Reproduce the lines from the one holding "positive clicks: (1, 22) (2, 38) (0, 39)" to the end of the entries. Include both ends and change nothing.

Top of DATASET RECORDS

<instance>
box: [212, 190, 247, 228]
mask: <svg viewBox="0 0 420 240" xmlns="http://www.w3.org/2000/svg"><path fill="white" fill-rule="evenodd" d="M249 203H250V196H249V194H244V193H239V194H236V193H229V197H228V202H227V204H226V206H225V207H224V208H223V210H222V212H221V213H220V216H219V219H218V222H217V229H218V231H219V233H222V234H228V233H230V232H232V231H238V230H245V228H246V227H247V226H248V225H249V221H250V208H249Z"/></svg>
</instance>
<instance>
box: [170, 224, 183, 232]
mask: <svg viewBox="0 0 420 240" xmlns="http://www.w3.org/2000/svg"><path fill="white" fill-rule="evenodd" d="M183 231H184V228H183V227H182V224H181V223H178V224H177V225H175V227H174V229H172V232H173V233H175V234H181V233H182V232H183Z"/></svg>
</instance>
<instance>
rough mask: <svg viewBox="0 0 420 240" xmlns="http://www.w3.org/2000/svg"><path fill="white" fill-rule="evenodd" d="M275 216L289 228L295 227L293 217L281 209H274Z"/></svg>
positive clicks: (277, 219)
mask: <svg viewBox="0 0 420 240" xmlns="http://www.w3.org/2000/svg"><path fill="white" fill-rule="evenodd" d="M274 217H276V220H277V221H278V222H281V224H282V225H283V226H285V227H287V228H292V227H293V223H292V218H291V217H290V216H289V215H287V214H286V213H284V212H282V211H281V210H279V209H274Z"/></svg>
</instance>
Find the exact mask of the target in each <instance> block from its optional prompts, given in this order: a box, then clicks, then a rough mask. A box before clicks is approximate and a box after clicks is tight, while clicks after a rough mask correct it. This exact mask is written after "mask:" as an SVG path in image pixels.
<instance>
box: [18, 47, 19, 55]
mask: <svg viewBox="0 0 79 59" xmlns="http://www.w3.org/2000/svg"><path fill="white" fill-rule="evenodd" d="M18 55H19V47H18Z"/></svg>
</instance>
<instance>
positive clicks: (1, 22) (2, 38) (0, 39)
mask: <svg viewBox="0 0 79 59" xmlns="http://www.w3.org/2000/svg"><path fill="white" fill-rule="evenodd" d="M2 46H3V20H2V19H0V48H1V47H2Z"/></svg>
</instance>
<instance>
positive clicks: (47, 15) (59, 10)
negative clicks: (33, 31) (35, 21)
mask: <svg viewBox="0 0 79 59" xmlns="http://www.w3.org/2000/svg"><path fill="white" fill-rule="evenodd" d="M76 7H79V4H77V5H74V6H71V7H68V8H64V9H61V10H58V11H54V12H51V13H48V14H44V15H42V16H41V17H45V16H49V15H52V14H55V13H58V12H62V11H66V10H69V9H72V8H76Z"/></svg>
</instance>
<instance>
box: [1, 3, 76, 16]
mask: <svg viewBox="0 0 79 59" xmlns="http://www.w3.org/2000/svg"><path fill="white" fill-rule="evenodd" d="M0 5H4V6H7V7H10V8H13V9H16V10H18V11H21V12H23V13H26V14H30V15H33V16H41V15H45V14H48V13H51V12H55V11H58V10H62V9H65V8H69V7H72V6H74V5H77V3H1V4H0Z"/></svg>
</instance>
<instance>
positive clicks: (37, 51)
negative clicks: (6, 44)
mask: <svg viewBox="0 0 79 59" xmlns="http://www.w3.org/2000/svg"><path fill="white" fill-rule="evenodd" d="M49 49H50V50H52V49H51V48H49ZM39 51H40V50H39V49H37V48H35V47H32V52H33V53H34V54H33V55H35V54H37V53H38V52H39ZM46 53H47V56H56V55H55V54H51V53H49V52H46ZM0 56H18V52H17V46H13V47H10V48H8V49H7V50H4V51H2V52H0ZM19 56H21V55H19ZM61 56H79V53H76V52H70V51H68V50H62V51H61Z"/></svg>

Bottom of DATASET RECORDS

YOUR RESPONSE:
positive clicks: (1, 22) (2, 38) (0, 39)
mask: <svg viewBox="0 0 79 59" xmlns="http://www.w3.org/2000/svg"><path fill="white" fill-rule="evenodd" d="M2 46H3V20H2V19H0V48H1V47H2Z"/></svg>
</instance>
<instance>
positive clicks: (47, 15) (59, 10)
negative clicks: (33, 31) (35, 21)
mask: <svg viewBox="0 0 79 59" xmlns="http://www.w3.org/2000/svg"><path fill="white" fill-rule="evenodd" d="M76 7H79V4H77V5H74V6H71V7H68V8H64V9H61V10H58V11H54V12H51V13H48V14H44V15H42V16H41V17H45V16H49V15H52V14H55V13H58V12H62V11H66V10H69V9H72V8H76Z"/></svg>
</instance>
<instance>
box: [1, 3, 76, 16]
mask: <svg viewBox="0 0 79 59" xmlns="http://www.w3.org/2000/svg"><path fill="white" fill-rule="evenodd" d="M0 5H4V6H7V7H10V8H13V9H16V10H18V11H21V12H23V13H26V14H30V15H33V16H41V15H45V14H48V13H51V12H55V11H58V10H62V9H65V8H69V7H72V6H74V5H77V3H1V4H0Z"/></svg>
</instance>
<instance>
positive clicks: (37, 51)
negative clicks: (6, 44)
mask: <svg viewBox="0 0 79 59" xmlns="http://www.w3.org/2000/svg"><path fill="white" fill-rule="evenodd" d="M49 49H50V50H52V49H51V48H49ZM39 51H40V50H39V49H37V48H35V47H32V52H33V53H34V54H33V55H35V54H37V53H38V52H39ZM46 53H47V56H56V55H55V54H51V53H49V52H46ZM0 56H18V52H17V46H13V47H10V48H8V49H7V50H4V51H2V52H0ZM19 56H21V55H19ZM61 56H79V53H76V52H70V51H68V50H62V51H61Z"/></svg>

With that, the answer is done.